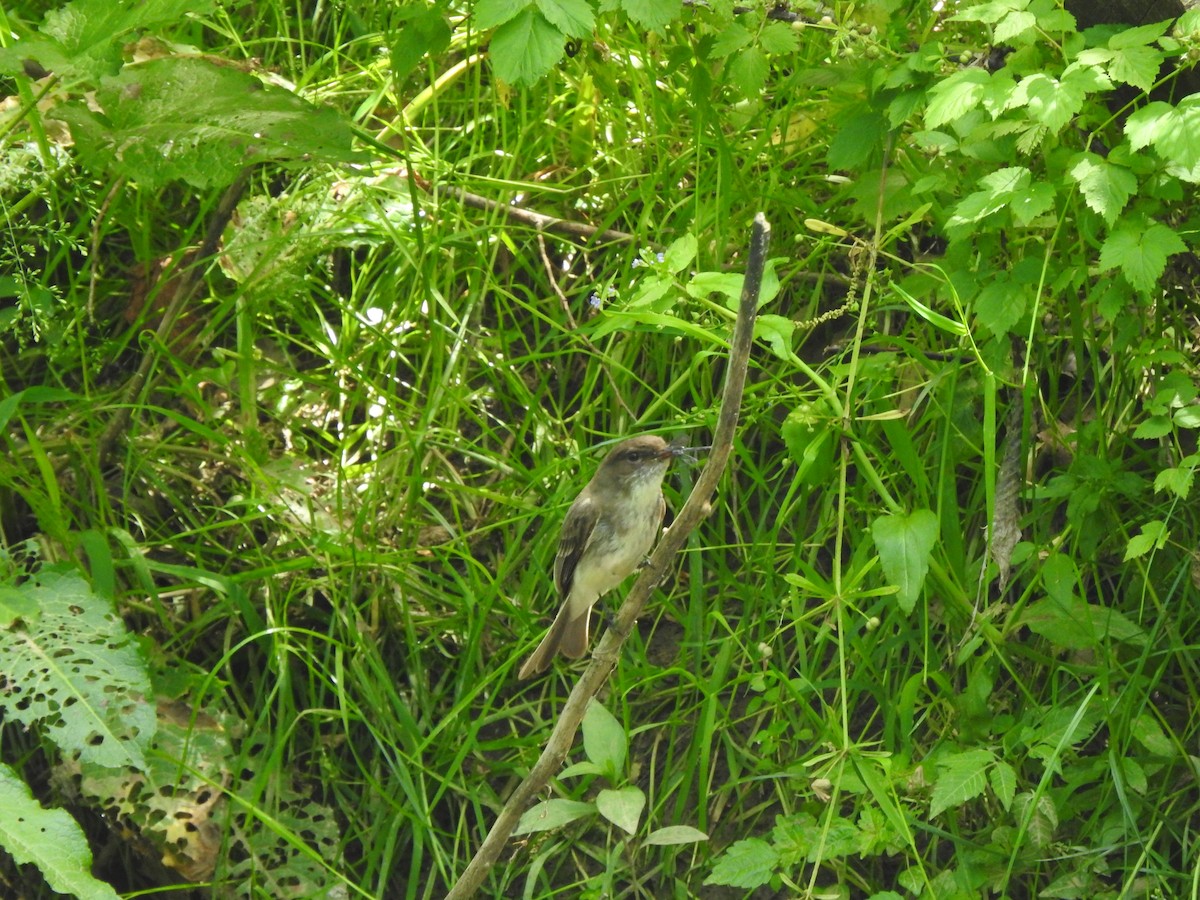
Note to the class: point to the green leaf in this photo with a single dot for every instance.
(1176, 480)
(653, 15)
(1105, 186)
(622, 807)
(778, 37)
(905, 544)
(1013, 25)
(1151, 736)
(48, 839)
(187, 119)
(960, 778)
(1140, 253)
(1152, 537)
(748, 71)
(935, 318)
(76, 672)
(574, 18)
(1173, 131)
(681, 253)
(673, 835)
(526, 47)
(82, 41)
(1002, 778)
(745, 864)
(955, 96)
(424, 33)
(604, 741)
(730, 40)
(1000, 306)
(549, 815)
(491, 13)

-------

### Task objective
Format the items above as a Markdown table with two columns, Row and Line, giving each line its row number. Skip blank lines and leave out the pictures.

### Solution for this problem
| Row | Line |
|---|---|
| 1 | Note to the class: point to the green leaf in this photo with a single dot for every instance. |
| 2 | (1176, 480) |
| 3 | (653, 15) |
| 4 | (1105, 186) |
| 5 | (622, 807) |
| 6 | (778, 37) |
| 7 | (905, 544) |
| 8 | (1013, 25) |
| 9 | (1151, 736) |
| 10 | (48, 839) |
| 11 | (187, 119) |
| 12 | (960, 778) |
| 13 | (1140, 253) |
| 14 | (1152, 537) |
| 15 | (748, 71) |
| 16 | (935, 318) |
| 17 | (76, 672) |
| 18 | (574, 18) |
| 19 | (1173, 131) |
| 20 | (681, 253) |
| 21 | (673, 835) |
| 22 | (526, 47) |
| 23 | (82, 41) |
| 24 | (1002, 778) |
| 25 | (745, 864) |
| 26 | (955, 96) |
| 27 | (424, 33) |
| 28 | (604, 741) |
| 29 | (730, 40) |
| 30 | (1000, 306) |
| 31 | (549, 815) |
| 32 | (491, 13) |